[Data excerpts]
▽
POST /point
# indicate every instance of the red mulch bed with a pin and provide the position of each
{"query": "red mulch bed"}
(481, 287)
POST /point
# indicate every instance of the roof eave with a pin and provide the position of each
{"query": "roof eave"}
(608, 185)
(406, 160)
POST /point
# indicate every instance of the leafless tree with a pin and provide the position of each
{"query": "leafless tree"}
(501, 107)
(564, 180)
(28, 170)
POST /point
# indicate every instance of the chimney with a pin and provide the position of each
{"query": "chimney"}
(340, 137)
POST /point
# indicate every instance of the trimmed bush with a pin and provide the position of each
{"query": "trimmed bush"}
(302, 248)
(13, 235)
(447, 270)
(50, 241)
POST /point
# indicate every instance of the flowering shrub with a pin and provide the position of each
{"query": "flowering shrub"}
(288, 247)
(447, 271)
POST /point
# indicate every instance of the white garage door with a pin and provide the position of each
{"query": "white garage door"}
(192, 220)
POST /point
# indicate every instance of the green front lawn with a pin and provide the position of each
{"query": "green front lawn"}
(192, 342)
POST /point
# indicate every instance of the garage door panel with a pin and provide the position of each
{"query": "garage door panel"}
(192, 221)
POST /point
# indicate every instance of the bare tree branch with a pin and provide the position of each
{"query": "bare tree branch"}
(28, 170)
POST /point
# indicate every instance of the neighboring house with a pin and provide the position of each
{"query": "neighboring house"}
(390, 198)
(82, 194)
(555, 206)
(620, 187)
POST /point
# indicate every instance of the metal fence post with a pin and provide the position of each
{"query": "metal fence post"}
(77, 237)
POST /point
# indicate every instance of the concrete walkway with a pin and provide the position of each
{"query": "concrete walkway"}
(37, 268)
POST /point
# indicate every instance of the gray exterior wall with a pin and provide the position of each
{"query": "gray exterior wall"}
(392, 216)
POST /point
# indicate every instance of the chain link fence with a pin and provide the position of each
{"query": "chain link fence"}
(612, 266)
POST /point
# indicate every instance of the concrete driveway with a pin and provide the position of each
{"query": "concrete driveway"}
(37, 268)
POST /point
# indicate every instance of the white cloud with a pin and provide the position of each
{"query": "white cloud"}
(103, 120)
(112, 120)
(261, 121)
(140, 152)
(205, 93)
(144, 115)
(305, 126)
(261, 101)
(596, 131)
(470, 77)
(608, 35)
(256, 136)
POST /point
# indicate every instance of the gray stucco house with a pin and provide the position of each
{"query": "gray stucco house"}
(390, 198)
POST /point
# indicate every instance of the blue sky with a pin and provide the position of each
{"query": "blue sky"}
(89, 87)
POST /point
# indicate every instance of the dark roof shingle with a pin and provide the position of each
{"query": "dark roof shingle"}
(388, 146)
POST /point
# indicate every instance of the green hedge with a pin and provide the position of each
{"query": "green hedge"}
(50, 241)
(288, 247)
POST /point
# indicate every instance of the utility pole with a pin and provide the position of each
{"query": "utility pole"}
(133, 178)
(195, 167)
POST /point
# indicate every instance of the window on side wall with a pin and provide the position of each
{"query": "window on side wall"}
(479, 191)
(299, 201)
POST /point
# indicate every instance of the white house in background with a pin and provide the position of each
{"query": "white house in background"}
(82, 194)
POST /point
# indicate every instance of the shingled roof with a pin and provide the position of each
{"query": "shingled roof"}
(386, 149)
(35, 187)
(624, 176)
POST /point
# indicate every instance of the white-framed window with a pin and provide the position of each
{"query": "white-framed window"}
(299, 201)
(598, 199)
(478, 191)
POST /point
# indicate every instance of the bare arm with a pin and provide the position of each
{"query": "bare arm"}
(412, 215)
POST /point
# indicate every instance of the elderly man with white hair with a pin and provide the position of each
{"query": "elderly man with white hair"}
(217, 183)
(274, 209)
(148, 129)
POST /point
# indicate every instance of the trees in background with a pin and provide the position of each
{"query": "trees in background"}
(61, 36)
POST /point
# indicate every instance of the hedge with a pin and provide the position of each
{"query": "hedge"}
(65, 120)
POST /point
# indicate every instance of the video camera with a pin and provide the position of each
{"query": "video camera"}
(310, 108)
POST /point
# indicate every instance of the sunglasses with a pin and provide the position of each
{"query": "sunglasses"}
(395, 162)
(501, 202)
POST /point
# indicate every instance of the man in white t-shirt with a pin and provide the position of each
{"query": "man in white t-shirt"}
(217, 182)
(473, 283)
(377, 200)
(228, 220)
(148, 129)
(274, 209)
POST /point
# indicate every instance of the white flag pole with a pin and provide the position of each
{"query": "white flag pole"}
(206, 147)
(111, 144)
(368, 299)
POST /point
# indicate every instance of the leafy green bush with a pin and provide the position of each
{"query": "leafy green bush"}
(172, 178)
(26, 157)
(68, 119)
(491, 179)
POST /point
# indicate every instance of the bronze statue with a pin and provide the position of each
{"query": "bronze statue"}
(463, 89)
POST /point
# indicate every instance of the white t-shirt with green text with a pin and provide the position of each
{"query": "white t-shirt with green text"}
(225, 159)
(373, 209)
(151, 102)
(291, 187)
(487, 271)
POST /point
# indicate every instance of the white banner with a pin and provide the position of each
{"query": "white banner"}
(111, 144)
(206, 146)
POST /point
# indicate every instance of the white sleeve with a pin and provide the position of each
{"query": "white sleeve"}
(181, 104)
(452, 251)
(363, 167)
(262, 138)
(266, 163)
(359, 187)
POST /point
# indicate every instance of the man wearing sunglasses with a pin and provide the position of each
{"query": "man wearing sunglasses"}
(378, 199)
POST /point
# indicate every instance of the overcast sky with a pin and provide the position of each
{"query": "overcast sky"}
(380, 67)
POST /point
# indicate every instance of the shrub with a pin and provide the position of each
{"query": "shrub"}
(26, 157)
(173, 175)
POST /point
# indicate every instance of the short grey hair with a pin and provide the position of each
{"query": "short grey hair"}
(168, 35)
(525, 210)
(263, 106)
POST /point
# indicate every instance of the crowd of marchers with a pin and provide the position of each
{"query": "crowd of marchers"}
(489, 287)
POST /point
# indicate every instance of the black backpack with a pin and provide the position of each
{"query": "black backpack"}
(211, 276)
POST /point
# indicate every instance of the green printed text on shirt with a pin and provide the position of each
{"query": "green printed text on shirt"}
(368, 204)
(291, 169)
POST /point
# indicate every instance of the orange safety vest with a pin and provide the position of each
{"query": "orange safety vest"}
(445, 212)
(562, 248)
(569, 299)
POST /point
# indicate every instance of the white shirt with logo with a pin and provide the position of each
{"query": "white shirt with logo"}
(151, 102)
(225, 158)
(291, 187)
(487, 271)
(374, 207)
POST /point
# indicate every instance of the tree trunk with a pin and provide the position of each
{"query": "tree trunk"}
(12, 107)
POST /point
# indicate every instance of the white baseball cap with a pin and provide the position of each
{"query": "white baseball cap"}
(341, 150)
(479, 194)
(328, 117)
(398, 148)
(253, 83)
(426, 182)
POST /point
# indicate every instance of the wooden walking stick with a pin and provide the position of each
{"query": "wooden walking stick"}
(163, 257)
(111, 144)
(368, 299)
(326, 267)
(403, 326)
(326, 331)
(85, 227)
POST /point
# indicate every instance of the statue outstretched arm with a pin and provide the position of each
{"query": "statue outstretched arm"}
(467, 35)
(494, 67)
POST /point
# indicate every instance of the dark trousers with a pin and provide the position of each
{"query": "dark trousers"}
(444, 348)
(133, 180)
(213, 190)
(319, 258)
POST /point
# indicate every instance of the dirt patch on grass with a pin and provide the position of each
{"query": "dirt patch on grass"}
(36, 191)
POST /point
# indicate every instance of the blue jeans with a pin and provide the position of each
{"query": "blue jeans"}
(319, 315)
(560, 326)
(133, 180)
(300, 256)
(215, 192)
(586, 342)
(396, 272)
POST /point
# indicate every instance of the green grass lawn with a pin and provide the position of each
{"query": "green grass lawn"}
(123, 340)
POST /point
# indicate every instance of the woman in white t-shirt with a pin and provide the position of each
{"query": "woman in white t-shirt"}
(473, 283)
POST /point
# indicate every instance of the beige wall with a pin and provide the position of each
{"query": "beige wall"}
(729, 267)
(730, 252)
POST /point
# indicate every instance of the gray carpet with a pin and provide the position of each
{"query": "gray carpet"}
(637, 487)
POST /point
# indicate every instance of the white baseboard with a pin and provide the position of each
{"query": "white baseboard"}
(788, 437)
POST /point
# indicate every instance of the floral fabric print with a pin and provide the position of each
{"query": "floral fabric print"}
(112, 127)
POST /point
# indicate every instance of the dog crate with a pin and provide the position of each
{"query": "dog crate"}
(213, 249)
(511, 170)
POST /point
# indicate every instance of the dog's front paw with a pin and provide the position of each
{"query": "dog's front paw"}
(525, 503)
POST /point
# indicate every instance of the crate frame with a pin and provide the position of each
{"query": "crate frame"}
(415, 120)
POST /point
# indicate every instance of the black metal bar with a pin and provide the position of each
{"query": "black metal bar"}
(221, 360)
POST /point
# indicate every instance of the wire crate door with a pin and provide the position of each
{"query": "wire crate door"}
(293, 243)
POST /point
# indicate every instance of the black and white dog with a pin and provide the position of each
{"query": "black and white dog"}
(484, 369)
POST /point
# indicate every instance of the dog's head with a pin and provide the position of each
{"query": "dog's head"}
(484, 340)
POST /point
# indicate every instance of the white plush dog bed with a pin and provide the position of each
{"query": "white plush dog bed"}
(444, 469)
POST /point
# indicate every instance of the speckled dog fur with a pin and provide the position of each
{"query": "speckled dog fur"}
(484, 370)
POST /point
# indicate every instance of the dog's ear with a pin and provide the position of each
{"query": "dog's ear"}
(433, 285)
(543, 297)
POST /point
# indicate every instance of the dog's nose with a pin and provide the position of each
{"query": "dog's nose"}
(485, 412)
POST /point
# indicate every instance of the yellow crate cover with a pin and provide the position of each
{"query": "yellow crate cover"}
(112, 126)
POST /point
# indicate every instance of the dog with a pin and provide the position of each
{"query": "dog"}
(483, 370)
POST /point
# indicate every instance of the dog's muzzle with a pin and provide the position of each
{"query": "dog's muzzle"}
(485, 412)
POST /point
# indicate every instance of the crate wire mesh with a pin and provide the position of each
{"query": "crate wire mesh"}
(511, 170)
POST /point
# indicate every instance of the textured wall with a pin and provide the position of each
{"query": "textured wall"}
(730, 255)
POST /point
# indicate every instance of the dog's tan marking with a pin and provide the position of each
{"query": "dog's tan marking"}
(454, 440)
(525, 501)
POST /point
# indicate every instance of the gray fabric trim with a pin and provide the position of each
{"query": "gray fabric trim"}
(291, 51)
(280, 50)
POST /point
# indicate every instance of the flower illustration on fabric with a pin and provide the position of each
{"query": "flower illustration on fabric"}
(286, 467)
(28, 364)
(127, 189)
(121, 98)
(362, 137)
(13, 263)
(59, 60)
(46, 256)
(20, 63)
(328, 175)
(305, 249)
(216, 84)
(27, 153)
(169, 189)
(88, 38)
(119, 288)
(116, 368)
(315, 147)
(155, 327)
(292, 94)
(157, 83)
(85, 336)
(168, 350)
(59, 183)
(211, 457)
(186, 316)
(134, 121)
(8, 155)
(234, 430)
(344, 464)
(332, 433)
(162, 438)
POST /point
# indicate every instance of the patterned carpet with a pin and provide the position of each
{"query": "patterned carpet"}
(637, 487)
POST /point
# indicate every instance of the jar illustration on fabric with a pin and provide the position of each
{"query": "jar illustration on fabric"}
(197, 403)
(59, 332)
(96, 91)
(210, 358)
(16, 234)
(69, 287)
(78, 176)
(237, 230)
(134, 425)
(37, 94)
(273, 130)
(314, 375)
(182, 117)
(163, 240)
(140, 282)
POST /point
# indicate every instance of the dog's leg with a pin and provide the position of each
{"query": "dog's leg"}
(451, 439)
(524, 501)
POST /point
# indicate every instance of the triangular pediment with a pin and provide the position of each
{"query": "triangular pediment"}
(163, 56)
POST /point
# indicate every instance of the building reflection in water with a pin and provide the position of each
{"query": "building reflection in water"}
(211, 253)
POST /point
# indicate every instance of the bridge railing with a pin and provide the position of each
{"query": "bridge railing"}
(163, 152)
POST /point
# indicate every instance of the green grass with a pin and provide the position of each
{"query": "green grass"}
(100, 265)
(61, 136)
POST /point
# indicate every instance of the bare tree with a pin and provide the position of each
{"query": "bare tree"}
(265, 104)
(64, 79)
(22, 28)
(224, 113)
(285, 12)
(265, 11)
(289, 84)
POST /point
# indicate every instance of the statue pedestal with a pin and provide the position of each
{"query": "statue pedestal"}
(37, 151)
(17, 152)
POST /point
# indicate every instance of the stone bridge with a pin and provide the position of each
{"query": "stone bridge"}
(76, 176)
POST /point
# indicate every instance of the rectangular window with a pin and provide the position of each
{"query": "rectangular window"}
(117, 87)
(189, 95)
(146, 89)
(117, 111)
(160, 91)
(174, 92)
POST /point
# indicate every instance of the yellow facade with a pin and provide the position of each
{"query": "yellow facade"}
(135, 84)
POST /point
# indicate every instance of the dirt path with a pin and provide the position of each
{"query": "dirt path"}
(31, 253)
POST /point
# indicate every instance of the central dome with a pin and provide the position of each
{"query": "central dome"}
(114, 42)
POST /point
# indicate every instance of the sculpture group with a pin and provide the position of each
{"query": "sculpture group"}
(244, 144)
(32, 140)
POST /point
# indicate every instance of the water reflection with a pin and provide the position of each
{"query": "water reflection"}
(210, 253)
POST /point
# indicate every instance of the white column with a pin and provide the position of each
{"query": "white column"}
△
▶ [Task item] Using the records above, list each line that includes "column".

▶ [Your response]
# indicate every instance of the white column with a pin and provide the position of each
{"query": "white column"}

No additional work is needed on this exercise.